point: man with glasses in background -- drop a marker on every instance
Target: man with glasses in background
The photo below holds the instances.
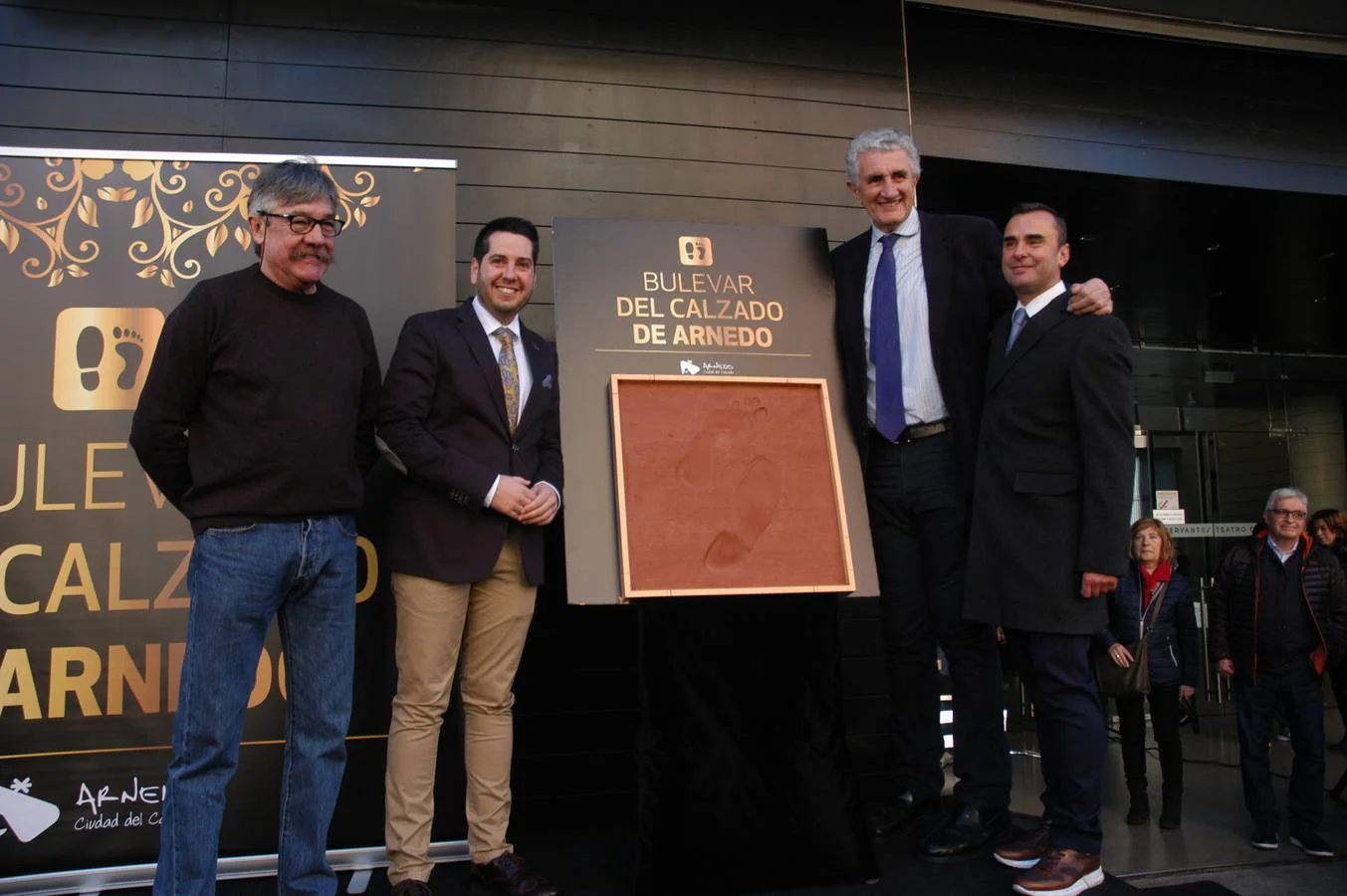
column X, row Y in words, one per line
column 1277, row 613
column 258, row 423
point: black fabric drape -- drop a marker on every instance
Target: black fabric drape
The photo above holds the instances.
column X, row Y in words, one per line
column 744, row 777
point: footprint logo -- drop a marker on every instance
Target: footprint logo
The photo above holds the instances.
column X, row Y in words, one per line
column 26, row 815
column 130, row 350
column 89, row 355
column 725, row 441
column 102, row 357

+ + + + +

Output every record above word for word, omitting any pictures they contain.

> _Answer section_
point: man with glasses in background -- drop a marker on every instance
Target: man with glasses in background
The photo below holds the instances.
column X, row Y in words, one per line
column 1277, row 613
column 258, row 423
point: black fabric drape -- drop a marker on every instance
Target: black fabric drape
The photo above holds the instances.
column X, row Y in words, one per line
column 744, row 777
point: footprint logo -- drop a marker on every instance
Target: footprint logo
The photo above holds the instances.
column X, row Y in words, one per line
column 26, row 815
column 130, row 350
column 89, row 355
column 725, row 441
column 102, row 357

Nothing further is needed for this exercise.